Afolabi Gambari
According to UNICEF data, 7,100,000 babies were born in Nigeria in 2015, approximately 19,500 every day. The data also indicates that Nigeria’s neonatal mortality rate (NMR) is 34 deaths per 1,000 live births. Nine years separate 2015 and 2024. Therefore, in the event of the less-than-perfect health system that persists in Nigeria, it can only be imagined the rate of mortality among the country’s infants within the period.
By all measurements, the foregoing indicator is scary, just as it poses a great danger to the future of Nigeria, especially as this mortality involves children of 0 to 5 years range.
Yet, ensuring the survival of these children and their mothers before or after birth and up to five years is still not enough. As Dr. Martin Dohlsten, Health Manager, UNICEF, Abuja said recently, there is an urgent need for a mentality shift from survival of mother and child at birth to opportunities for both to thrive afterwards. The social system in place in Nigeria is faulty, that is if it even functions at all. This accounts for the acute difficulty that mothers experience in procuring the required medication for their children to enable the children to have good growth.

__Explore the material__:
A) Decide whether each statement below agrees with the passage on infant mortality in Nigeria, answering yes or no and quoting the passage's deciding words. (i) UNICEF data put Nigeria's neonatal mortality rate at 34 deaths per 1,000 live births. (ii) Dr. Martin Dohlsten called for a shift from opportunities to thrive toward survival at birth. (iii) The passage holds that ensuring the survival of children and mothers up to five years is not enough.
B) Carry on the passage about infant mortality in Nigeria, starting after its last sentence.

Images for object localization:
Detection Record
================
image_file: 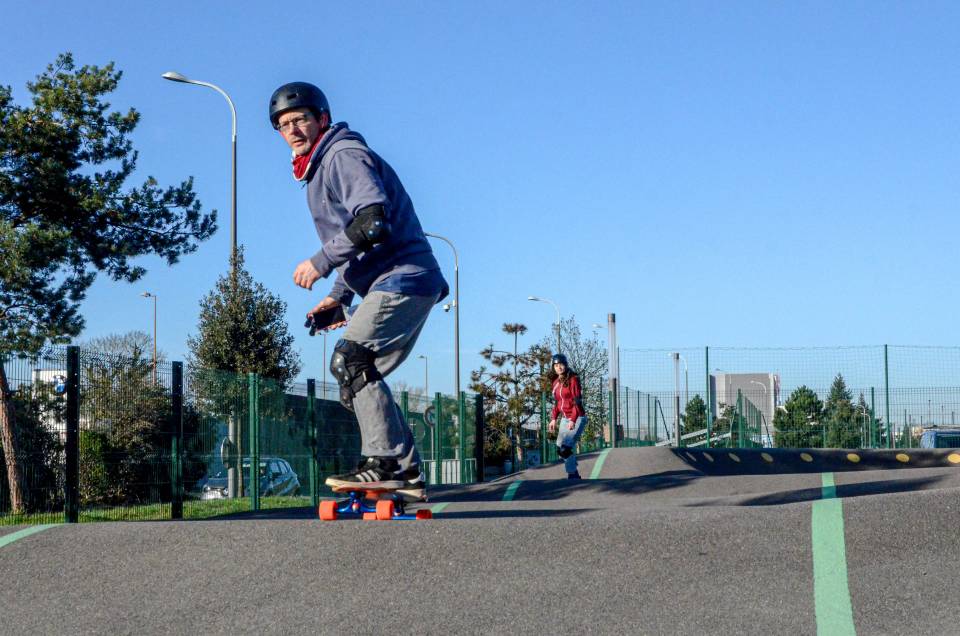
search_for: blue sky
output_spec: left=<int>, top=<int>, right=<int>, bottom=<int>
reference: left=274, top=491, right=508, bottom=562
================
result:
left=0, top=1, right=960, bottom=391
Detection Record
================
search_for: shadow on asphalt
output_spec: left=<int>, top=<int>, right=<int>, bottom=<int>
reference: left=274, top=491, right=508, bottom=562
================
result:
left=686, top=476, right=947, bottom=508
left=204, top=500, right=596, bottom=521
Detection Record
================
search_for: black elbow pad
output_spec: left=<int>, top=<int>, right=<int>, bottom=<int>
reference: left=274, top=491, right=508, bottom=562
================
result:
left=345, top=205, right=390, bottom=252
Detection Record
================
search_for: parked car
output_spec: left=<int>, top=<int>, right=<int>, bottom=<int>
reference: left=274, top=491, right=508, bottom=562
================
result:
left=920, top=428, right=960, bottom=448
left=197, top=457, right=300, bottom=499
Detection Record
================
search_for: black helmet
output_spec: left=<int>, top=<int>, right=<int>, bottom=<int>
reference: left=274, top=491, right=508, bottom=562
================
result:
left=270, top=82, right=330, bottom=128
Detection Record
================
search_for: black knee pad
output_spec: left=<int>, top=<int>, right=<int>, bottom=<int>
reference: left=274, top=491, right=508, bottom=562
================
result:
left=330, top=339, right=383, bottom=411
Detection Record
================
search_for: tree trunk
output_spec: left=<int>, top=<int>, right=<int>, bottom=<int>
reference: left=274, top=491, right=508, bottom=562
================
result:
left=0, top=361, right=26, bottom=514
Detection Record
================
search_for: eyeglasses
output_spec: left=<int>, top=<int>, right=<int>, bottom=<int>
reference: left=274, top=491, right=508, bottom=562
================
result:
left=277, top=116, right=313, bottom=132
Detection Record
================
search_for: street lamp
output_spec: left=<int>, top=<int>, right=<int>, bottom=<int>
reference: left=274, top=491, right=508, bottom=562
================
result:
left=424, top=232, right=460, bottom=400
left=140, top=292, right=157, bottom=386
left=417, top=356, right=430, bottom=403
left=162, top=71, right=237, bottom=276
left=527, top=296, right=560, bottom=353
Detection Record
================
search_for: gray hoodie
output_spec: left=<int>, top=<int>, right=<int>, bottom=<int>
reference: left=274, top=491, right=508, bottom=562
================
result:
left=303, top=122, right=449, bottom=305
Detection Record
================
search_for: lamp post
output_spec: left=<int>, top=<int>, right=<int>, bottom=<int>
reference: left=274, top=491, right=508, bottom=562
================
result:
left=162, top=71, right=237, bottom=276
left=527, top=296, right=560, bottom=353
left=417, top=356, right=430, bottom=403
left=140, top=292, right=157, bottom=386
left=421, top=232, right=460, bottom=400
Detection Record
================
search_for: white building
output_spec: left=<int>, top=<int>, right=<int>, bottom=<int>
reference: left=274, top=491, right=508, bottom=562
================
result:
left=710, top=373, right=780, bottom=446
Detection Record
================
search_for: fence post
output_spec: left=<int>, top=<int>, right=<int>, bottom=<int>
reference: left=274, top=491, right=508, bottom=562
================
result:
left=248, top=372, right=260, bottom=510
left=473, top=394, right=486, bottom=484
left=703, top=347, right=713, bottom=448
left=63, top=347, right=80, bottom=523
left=433, top=392, right=443, bottom=486
left=170, top=362, right=183, bottom=519
left=307, top=378, right=320, bottom=508
left=883, top=345, right=896, bottom=448
left=457, top=391, right=467, bottom=484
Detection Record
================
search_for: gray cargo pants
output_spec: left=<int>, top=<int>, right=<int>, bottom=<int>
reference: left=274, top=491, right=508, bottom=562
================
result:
left=343, top=291, right=439, bottom=470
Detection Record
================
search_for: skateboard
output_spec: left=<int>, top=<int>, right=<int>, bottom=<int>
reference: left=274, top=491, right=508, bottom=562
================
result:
left=318, top=487, right=433, bottom=521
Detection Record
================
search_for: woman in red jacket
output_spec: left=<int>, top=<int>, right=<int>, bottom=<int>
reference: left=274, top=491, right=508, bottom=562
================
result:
left=550, top=353, right=587, bottom=479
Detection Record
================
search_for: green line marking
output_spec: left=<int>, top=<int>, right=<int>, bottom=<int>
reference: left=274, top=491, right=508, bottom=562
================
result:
left=590, top=448, right=610, bottom=479
left=0, top=523, right=61, bottom=548
left=811, top=473, right=857, bottom=636
left=503, top=479, right=523, bottom=501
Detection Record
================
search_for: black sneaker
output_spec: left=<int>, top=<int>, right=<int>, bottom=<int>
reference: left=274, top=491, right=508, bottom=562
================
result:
left=325, top=457, right=405, bottom=490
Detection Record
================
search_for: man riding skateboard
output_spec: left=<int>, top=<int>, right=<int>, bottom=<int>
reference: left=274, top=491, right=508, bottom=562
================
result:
left=270, top=82, right=449, bottom=498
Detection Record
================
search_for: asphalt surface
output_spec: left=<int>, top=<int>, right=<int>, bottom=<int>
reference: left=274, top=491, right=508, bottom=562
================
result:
left=0, top=448, right=960, bottom=634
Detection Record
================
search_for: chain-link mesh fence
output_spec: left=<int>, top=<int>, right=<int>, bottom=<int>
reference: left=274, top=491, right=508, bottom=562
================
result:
left=0, top=347, right=476, bottom=524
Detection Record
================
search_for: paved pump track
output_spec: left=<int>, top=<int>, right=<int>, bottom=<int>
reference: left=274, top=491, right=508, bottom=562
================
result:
left=0, top=448, right=960, bottom=634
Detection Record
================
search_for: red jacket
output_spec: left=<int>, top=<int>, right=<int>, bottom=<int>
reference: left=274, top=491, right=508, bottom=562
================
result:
left=550, top=373, right=584, bottom=422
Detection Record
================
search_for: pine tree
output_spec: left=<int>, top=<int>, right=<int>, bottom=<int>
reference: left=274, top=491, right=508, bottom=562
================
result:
left=0, top=53, right=216, bottom=513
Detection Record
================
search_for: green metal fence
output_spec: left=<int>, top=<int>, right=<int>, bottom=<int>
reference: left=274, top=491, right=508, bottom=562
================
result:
left=619, top=345, right=960, bottom=448
left=0, top=347, right=476, bottom=524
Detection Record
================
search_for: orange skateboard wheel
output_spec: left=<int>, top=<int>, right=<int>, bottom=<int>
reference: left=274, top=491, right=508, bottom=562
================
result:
left=377, top=499, right=394, bottom=521
left=320, top=501, right=337, bottom=521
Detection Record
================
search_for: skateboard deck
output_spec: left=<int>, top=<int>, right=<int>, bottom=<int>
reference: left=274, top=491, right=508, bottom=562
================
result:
left=318, top=486, right=433, bottom=521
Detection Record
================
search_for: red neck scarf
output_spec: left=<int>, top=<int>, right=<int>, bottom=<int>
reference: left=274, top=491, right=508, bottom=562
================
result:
left=291, top=130, right=327, bottom=181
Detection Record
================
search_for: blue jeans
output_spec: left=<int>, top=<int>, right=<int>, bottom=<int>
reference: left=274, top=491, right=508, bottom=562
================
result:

__Outputs in order__:
A)
(i) Yes: "Nigeria’s neonatal mortality rate (NMR) is 34 deaths per 1,000 live births"
(ii) No: "a mentality shift from survival of mother and child at birth to opportunities for both to thrive afterwards"
(iii) Yes: "ensuring the survival of these children and their mothers before or after birth and up to five years is still not enough"

B)
There are other fundamental issues beyond what the UNICEF health manager highlighted. For instance, despite the advancement in medicine globally and even in some parts of Africa, the traditional birth attendants still prevail in many places in Nigeria, although various stakeholders in the health sector have launched an awareness campaign against the practice given the inherent danger to the infants at birth while spreading education that it is a lot safer for mothers to deliver their babies at the primary health centres across the country. Answers are still being sought by health experts who include Dohlsten as to why expectant mothers would shun standard health facilities where adequate ante-natal care is guaranteed to save the newborns from infections, asphyxia and immaturity. There is however unanimity among the stakeholders that they must of necessity get engaged in well-coordinated and sustained interventions towards achieving this vision in the overall interest of Nigeria’s future.
At the moment in Cross River State where the prevalence of traditional birth attendants is high due to age-old culture that is attached to the practice, health experts in the state have adopted an inclusive approach which still aims at reducing child mortality to the barest minimum.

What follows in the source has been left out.